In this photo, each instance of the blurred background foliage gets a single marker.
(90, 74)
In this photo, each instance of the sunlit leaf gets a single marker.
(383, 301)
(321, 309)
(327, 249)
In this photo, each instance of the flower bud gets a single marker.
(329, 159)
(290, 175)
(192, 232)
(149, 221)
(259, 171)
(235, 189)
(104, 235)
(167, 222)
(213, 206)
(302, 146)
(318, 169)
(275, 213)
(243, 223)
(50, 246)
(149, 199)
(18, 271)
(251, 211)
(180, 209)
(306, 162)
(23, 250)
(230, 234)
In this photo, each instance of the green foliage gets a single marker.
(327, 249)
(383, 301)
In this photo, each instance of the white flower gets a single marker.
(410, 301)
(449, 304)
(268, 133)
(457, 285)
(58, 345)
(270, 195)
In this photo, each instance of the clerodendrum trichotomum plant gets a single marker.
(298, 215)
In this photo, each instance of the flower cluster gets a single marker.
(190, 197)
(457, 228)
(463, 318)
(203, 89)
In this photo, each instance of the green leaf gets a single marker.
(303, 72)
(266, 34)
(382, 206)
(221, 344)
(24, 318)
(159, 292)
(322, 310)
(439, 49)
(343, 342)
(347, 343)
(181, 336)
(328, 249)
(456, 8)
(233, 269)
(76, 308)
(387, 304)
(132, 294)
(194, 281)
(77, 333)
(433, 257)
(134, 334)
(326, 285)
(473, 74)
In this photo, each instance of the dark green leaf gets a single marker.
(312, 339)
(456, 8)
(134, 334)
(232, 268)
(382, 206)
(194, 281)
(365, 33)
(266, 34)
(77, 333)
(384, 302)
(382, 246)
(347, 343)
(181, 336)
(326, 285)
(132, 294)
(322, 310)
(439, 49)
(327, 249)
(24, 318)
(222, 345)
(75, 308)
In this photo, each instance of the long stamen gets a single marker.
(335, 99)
◇ ◇ ◇ ◇ ◇
• Description of the task:
Print every entry above word for word, in its original order.

• Written answer:
In this photo, each instance of the blurred background foliage gets a single marker.
(90, 74)
In this photo, each instance of the sunlit leaf gets a single marker.
(383, 301)
(321, 309)
(327, 249)
In this photo, each instance of the flower bud gets a single marker.
(329, 159)
(290, 175)
(192, 232)
(149, 221)
(259, 171)
(235, 189)
(104, 235)
(167, 222)
(213, 206)
(302, 146)
(318, 169)
(275, 213)
(243, 223)
(50, 246)
(149, 199)
(18, 271)
(251, 211)
(180, 209)
(306, 162)
(23, 250)
(230, 234)
In this photo, each instance of the green foliage gets a single marker.
(327, 249)
(383, 301)
In this photo, each instance of the white flower gets a single marker.
(410, 301)
(449, 304)
(268, 133)
(457, 285)
(58, 345)
(270, 195)
In this photo, each instance of the clerodendrum trichotomum plant gets a single marker.
(298, 215)
In this photo, each instance of the flower cluster gets a single marker.
(190, 197)
(457, 228)
(463, 318)
(203, 89)
In this photo, each instance of the green leaf gets a single marker.
(303, 72)
(266, 34)
(382, 206)
(221, 344)
(24, 318)
(159, 292)
(322, 310)
(439, 49)
(343, 342)
(347, 343)
(181, 336)
(328, 249)
(456, 8)
(233, 269)
(76, 308)
(387, 304)
(132, 294)
(194, 281)
(77, 333)
(433, 257)
(134, 334)
(326, 285)
(473, 74)
In this photo, each instance of the dark green leaf gets a single marker.
(312, 339)
(456, 8)
(134, 334)
(232, 268)
(382, 206)
(194, 281)
(365, 33)
(266, 34)
(77, 333)
(384, 302)
(382, 246)
(347, 343)
(181, 336)
(326, 285)
(132, 294)
(322, 310)
(439, 49)
(327, 249)
(24, 318)
(222, 345)
(75, 308)
In this photo, each instance of the long stamen gets a single marker.
(335, 99)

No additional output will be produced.